▶ **CONSIGNE DONNÉE**: Pouvez-vous reprendre en liste numérotée les lignes des enregistrements, de la ligne contenant « [tag] white flag: a pin per instance » incluse jusqu'à la fin des enregistrements, en omettant les lignes vides et sans reproduire les images ?

▶ **ENREGISTREMENTS FOURNIS**:
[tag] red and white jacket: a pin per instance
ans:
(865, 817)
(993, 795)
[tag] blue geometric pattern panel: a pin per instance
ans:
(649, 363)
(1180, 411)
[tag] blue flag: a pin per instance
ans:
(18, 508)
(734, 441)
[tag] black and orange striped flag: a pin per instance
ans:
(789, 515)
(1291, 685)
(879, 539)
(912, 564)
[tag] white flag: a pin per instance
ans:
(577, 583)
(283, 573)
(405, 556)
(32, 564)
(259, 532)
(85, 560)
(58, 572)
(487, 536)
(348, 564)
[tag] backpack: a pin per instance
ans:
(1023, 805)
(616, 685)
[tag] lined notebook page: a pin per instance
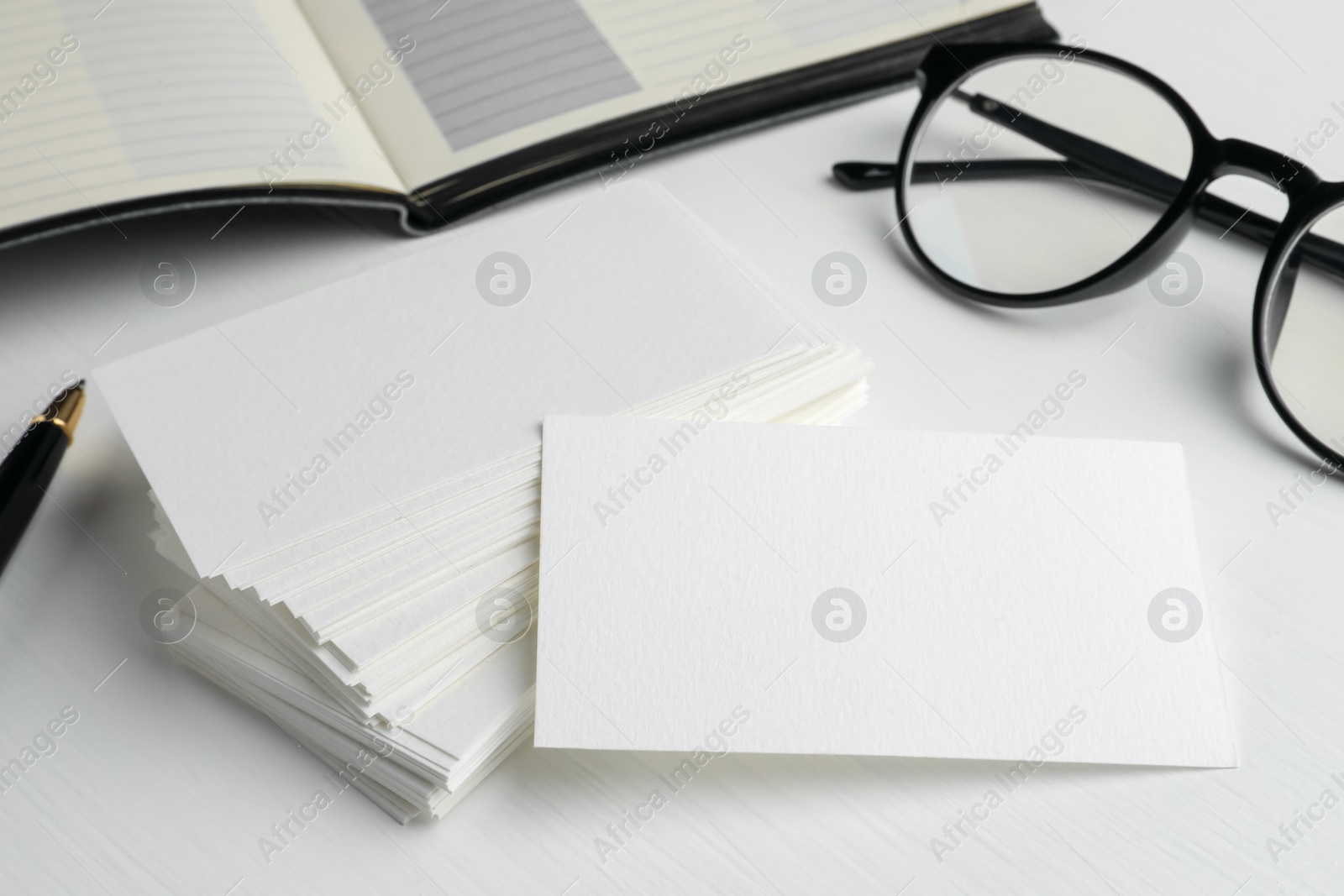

▶ **RÉSULTAT DE TÂCHE**:
1. [tag] white flag: a pin per instance
2. ans:
3. (577, 583)
4. (283, 573)
5. (405, 556)
6. (32, 564)
7. (259, 532)
8. (85, 560)
9. (58, 572)
10. (487, 536)
11. (348, 564)
12. [tag] backpack: a pin per instance
13. ans:
14. (1023, 805)
15. (616, 685)
16. [tag] lined notebook page: a pin per instance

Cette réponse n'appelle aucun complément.